▶ **SELECTED EXTRACT**
• • • • • • •

- Sinhala: සංගිලි
- Directed by: Lalith Pannipitiya
- Written by: A.H. Karunarathna
- Produced by: JMV Films
- Starring: Dulani Anuradha Saranga Disasekara Sanath Gunathilake
- Cinematography: Nilantha Chularatne
- Edited by: Pravin Jayaratne
- Music by: Saman Panapitiya
- Distributed by: CEL Theaters
- Release date: 18 January 2019;
- Running time: 180 minutes
- Country: Sri Lanka
- Language: Sinhala

= Sangili (2019 film) =

2019 Sri Lankan film directed by Lalith Pannipitiya

Sangile (සංගිලි) is a 2019 Sri Lankan drama film directed by Lalith Pannipitiya and co-produced by G. Dharmarathna and K.G. Shirani Dias for JMV Films. It stars Dulani Anuradha and Saranga Disasekara in lead roles along with Sanath Gunathilake and Veena Jayakody. Music composed by Saman Panapitiya. It is the 1320th Sri Lankan film in the Sinhalese cinema.

The film has been shot around the Kalundewa village in Matale district in 2009. The production cost is 8 million SLR.

• • • • • • •

▶ **PROBLEMS TO SOLVE**
1) Rework the stretch of the Sangili film article from "Sangile (සංගිලි) is" through "8 million SLR.", changing "drama film" to "romantic film".
2) Write what comes next in the article on the film Sangili, picking up after its final sentence.

▶ **GIVEN MATERIAL**
• • • • • • •

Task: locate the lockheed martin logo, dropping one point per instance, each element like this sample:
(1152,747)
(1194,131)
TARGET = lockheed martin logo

• • • • • • •

▶ **THE REPLIES**
1)
Sangile (සංගිලි) is a 2019 Sri Lankan romantic film directed by Lalith Pannipitiya and co-produced by G. Dharmarathna and K.G. Shirani Dias for JMV Films. It stars Dulani Anuradha and Saranga Disasekara in lead roles along with Sanath Gunathilake and Veena Jayakody. Music composed by Saman Panapitiya. It is the 1320th Sri Lankan film in the Sinhalese cinema.

The film has been shot around the Kalundewa village in Matale district in 2009. The production cost is 8 million SLR.

2)
==Plot==
Sangele (Dulani) is a girl who lives alone in a village of people . People in the city are trying to get close to her some even making sexual advances. Punchi Malli (Sanath) is very attracted to Sangile, even though he is married. Meanwhile, a hard working young Sunimal (Saranga) falls in love with Sangile. Punchi Malli was falsely accused in due to a rumor and sent to jail. During this time, Punchi Malli raped Sangile and Punchi Malli's wife (Veena) get to know about the hidden truth. She tried to blame Sangile for dirty works, however Punchi Malli punished her. Sangile gets pregnant and story continues.

==Cast==
- Dulani Anuradha as Sangile
- Saranga Disasekara as Sunimal
- Sanath Gunathilake as Punchi Malli
- Veena Jayakody as Punchi malli's wife
- Rebeka Nirmali as Sangile's mother
- Wimal Kumara de Costa as Wimale
- Nalin Pradeep Udawela as Monk
- Vasanthi Chathurani as Lady monk
- Kumuduni Adikari as Matchmaker
- Neil Alles
- Mohan Hettiarachchi
- Lionel Wickrama as Village officer
- Anusha Sonali as Sun's ex-wife

==Songs==
The film consists with two songs.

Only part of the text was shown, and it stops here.